**Data excerpts**
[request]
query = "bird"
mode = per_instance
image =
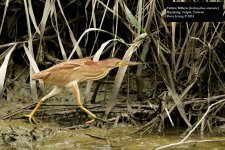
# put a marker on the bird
(69, 73)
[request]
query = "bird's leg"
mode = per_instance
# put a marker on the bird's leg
(55, 91)
(76, 93)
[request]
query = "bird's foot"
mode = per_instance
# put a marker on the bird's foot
(91, 121)
(32, 119)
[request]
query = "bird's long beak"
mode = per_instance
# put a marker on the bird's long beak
(132, 63)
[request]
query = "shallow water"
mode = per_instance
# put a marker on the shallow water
(52, 136)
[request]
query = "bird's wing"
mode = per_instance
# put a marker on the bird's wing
(68, 65)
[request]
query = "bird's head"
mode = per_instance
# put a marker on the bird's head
(115, 62)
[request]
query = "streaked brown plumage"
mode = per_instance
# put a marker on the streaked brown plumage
(70, 73)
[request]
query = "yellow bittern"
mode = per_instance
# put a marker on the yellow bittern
(70, 73)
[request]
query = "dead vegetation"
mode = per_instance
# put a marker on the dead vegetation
(182, 77)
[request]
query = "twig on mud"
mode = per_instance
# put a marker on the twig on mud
(98, 137)
(27, 143)
(18, 111)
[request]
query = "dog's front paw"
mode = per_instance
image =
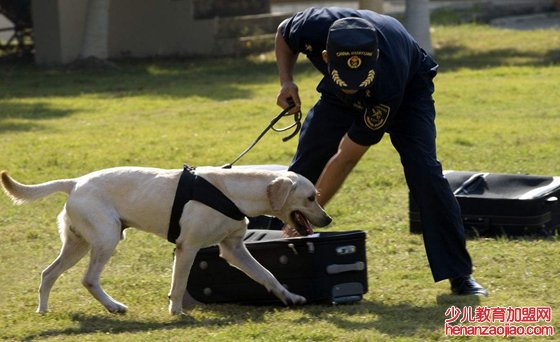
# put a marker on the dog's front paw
(117, 308)
(175, 308)
(294, 299)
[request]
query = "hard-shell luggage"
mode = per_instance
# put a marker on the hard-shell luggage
(327, 267)
(494, 204)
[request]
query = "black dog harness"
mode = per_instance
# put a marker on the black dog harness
(193, 187)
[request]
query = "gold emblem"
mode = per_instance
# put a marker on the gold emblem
(368, 80)
(354, 62)
(337, 80)
(376, 117)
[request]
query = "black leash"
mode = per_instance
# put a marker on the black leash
(285, 112)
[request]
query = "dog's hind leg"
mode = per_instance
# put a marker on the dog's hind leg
(236, 254)
(73, 249)
(105, 234)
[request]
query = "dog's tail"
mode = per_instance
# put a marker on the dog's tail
(21, 193)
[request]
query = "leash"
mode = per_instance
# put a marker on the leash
(285, 112)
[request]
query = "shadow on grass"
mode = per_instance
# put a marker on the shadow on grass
(455, 56)
(393, 320)
(218, 79)
(32, 113)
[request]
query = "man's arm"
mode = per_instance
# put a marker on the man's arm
(338, 168)
(286, 61)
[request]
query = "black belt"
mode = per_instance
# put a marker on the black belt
(193, 187)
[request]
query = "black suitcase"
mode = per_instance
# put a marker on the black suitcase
(494, 204)
(328, 267)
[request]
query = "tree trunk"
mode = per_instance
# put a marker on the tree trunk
(417, 22)
(96, 30)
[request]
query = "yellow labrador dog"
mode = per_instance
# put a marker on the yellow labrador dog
(103, 203)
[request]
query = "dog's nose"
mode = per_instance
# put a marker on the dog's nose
(326, 221)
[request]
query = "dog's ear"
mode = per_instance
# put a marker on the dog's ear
(278, 191)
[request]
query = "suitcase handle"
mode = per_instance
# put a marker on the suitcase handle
(340, 268)
(471, 184)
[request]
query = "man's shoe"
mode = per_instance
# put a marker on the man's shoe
(467, 286)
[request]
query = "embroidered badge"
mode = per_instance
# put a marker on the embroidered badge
(354, 62)
(376, 117)
(337, 80)
(368, 80)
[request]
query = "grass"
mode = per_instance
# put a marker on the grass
(497, 100)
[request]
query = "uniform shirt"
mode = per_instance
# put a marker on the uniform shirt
(400, 59)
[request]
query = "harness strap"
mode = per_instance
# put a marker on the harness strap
(193, 187)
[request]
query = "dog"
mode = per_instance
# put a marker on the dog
(101, 204)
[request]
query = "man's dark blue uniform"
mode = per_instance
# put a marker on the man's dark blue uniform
(398, 102)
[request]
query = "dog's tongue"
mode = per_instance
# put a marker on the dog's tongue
(305, 223)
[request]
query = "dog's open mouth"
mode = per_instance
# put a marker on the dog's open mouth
(301, 223)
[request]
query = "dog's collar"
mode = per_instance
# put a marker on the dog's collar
(193, 187)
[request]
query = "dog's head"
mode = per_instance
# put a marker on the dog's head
(293, 199)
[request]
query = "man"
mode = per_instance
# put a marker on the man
(376, 80)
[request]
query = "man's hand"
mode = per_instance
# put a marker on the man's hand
(289, 94)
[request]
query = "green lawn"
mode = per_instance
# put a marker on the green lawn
(497, 99)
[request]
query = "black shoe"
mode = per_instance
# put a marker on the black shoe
(467, 286)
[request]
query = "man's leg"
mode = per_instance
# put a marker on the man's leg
(414, 138)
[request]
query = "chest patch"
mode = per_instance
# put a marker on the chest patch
(376, 117)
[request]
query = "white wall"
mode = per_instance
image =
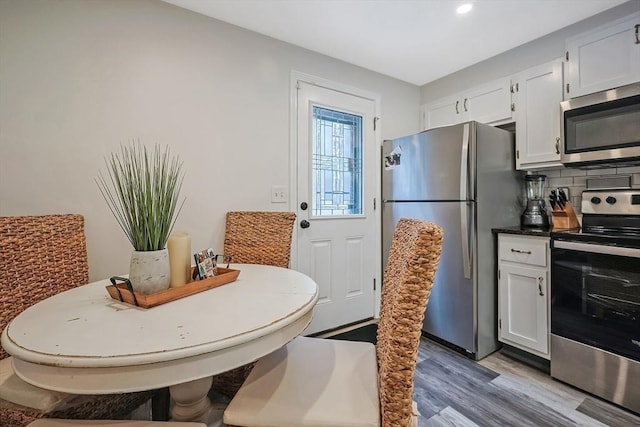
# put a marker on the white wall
(537, 52)
(534, 53)
(78, 78)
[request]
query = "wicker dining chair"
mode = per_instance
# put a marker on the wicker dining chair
(41, 256)
(314, 381)
(254, 238)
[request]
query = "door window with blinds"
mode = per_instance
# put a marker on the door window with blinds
(336, 163)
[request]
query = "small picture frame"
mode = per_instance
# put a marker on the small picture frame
(205, 263)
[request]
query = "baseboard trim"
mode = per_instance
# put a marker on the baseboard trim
(345, 328)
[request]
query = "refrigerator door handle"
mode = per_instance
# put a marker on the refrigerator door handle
(464, 233)
(464, 209)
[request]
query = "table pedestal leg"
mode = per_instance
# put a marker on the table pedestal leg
(191, 402)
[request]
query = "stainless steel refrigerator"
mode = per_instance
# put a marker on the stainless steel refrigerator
(462, 178)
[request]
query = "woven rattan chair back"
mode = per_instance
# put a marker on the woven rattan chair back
(40, 256)
(254, 238)
(259, 237)
(408, 279)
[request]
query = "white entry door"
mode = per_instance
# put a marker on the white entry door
(337, 229)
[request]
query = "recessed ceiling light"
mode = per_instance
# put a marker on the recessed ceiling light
(464, 8)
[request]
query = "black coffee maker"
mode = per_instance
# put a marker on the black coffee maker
(535, 215)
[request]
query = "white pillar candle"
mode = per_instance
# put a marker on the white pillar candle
(179, 246)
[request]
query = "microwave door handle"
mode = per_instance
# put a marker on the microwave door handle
(464, 208)
(598, 249)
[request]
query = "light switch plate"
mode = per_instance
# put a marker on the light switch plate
(278, 194)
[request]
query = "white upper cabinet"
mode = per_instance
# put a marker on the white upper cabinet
(603, 58)
(537, 96)
(489, 103)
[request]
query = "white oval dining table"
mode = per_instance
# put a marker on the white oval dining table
(82, 341)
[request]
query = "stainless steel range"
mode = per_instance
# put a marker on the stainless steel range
(595, 298)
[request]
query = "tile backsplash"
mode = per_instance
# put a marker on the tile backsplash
(576, 179)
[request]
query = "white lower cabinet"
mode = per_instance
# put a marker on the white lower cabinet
(523, 293)
(537, 97)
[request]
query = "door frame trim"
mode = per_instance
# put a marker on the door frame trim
(297, 76)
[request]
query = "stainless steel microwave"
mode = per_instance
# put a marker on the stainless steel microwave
(602, 129)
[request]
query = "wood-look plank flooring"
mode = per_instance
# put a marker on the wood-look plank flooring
(452, 390)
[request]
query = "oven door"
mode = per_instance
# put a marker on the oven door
(595, 296)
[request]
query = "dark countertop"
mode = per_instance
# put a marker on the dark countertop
(517, 229)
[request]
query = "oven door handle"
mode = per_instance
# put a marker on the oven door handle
(599, 249)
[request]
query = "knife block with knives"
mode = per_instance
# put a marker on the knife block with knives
(563, 215)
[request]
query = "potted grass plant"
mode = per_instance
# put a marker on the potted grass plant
(142, 188)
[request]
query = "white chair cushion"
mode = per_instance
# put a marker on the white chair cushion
(16, 391)
(310, 382)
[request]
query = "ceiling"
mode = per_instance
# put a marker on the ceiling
(416, 41)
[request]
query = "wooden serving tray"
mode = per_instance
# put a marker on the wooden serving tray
(120, 292)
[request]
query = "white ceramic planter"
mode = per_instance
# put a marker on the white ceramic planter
(149, 272)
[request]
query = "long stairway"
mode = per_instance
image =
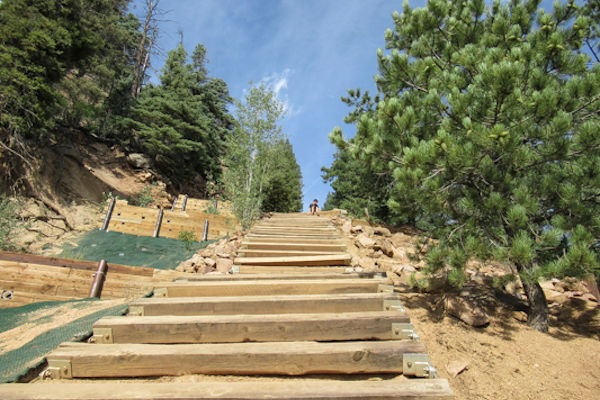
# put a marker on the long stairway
(294, 323)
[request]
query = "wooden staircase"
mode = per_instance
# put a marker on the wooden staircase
(299, 315)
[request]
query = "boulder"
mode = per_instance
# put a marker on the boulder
(210, 262)
(365, 241)
(385, 245)
(355, 229)
(347, 227)
(466, 310)
(138, 160)
(224, 265)
(381, 231)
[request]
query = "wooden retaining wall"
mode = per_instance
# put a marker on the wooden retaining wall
(142, 221)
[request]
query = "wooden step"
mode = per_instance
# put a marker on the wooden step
(333, 260)
(249, 328)
(292, 304)
(268, 287)
(297, 240)
(293, 246)
(290, 389)
(272, 358)
(306, 273)
(290, 269)
(285, 253)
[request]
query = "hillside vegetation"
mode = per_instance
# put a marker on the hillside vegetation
(483, 134)
(75, 74)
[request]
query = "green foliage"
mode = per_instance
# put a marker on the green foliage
(249, 162)
(183, 122)
(188, 238)
(145, 197)
(9, 220)
(283, 190)
(488, 124)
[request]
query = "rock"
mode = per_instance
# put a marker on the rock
(456, 367)
(365, 241)
(206, 252)
(224, 265)
(381, 231)
(464, 309)
(356, 229)
(138, 160)
(210, 262)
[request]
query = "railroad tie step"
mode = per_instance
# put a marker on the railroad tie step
(350, 326)
(272, 358)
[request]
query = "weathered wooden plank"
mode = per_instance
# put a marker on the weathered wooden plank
(79, 264)
(290, 304)
(342, 259)
(279, 358)
(252, 328)
(285, 253)
(306, 273)
(268, 287)
(262, 269)
(253, 245)
(289, 389)
(251, 238)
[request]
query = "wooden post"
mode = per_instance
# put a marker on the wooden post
(205, 234)
(111, 207)
(158, 223)
(99, 278)
(184, 203)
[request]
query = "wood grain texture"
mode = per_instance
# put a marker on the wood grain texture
(253, 328)
(322, 389)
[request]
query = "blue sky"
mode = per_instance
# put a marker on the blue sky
(310, 51)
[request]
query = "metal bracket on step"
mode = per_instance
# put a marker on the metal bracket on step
(404, 331)
(417, 365)
(393, 305)
(101, 336)
(136, 311)
(385, 288)
(57, 369)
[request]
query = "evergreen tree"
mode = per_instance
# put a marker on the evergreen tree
(283, 191)
(182, 123)
(488, 123)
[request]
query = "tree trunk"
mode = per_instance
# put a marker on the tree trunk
(538, 306)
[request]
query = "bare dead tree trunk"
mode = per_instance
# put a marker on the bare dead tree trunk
(537, 316)
(148, 40)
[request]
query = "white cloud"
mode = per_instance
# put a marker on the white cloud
(278, 82)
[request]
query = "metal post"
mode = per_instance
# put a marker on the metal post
(99, 278)
(205, 235)
(111, 207)
(184, 203)
(158, 223)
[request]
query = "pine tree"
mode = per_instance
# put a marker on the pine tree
(182, 123)
(488, 123)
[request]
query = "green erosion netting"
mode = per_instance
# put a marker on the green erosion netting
(141, 251)
(16, 363)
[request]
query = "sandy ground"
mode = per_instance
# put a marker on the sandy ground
(507, 359)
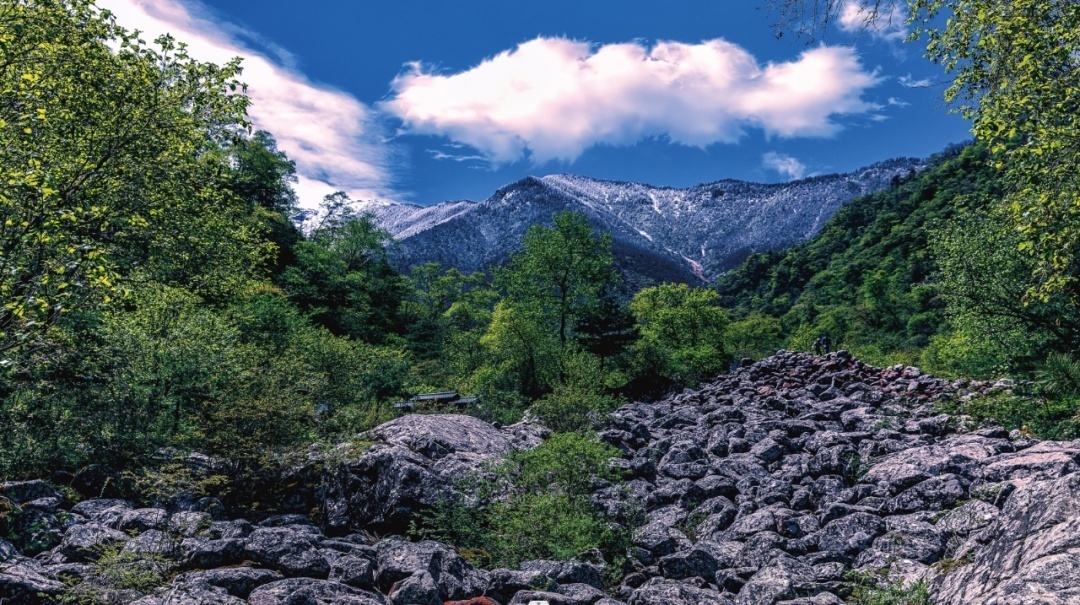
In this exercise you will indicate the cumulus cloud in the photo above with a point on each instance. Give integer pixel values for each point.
(552, 98)
(786, 165)
(887, 23)
(333, 137)
(910, 82)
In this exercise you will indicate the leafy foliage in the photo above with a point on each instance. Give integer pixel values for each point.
(110, 155)
(867, 278)
(535, 506)
(683, 332)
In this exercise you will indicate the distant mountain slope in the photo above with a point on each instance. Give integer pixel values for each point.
(865, 278)
(660, 233)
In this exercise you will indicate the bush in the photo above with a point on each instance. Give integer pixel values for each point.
(867, 590)
(534, 505)
(579, 399)
(1042, 417)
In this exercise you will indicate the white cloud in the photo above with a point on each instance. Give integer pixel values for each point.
(554, 97)
(785, 164)
(910, 82)
(333, 137)
(887, 23)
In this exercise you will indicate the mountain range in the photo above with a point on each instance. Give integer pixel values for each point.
(659, 233)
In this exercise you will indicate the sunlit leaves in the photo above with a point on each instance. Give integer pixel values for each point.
(109, 166)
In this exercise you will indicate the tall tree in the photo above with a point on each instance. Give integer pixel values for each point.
(683, 332)
(111, 166)
(559, 272)
(342, 278)
(1016, 76)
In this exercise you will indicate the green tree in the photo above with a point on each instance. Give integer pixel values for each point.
(1016, 77)
(559, 272)
(984, 281)
(342, 278)
(261, 174)
(110, 158)
(683, 332)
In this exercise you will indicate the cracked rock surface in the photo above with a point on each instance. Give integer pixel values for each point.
(769, 486)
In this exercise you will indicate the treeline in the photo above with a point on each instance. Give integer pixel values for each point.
(929, 272)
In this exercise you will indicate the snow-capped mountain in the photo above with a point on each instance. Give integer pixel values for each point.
(660, 233)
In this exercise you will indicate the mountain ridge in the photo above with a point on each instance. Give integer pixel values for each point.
(659, 232)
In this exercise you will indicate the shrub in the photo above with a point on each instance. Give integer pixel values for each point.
(532, 505)
(868, 590)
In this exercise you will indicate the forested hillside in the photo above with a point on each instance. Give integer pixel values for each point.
(869, 279)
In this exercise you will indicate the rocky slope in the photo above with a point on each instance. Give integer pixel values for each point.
(777, 484)
(660, 233)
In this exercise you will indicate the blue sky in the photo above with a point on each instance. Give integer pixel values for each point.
(426, 101)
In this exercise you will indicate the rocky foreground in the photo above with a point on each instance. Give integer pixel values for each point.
(781, 483)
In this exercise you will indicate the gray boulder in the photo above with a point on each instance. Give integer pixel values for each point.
(661, 591)
(412, 466)
(88, 541)
(307, 591)
(1030, 554)
(291, 551)
(237, 581)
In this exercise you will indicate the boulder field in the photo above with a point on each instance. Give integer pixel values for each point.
(782, 483)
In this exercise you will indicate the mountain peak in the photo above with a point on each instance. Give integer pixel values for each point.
(659, 233)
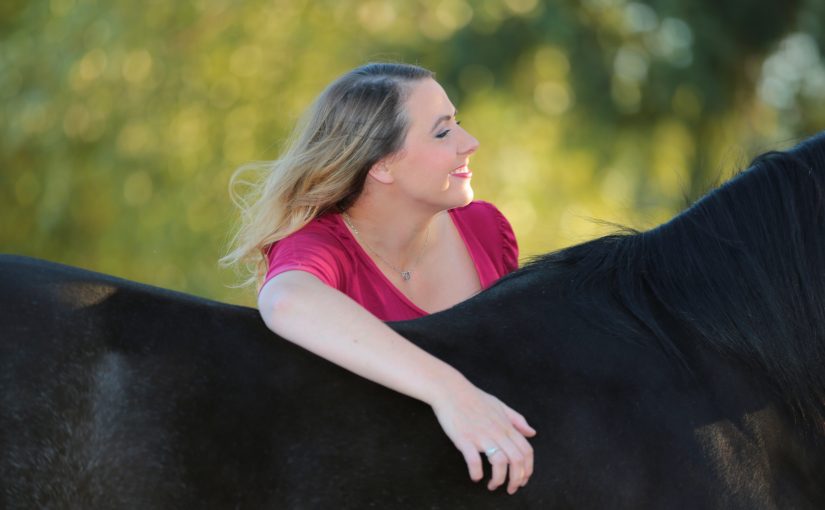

**Instruction**
State only the number of lines above that contain the string "shell".

**Written answer**
2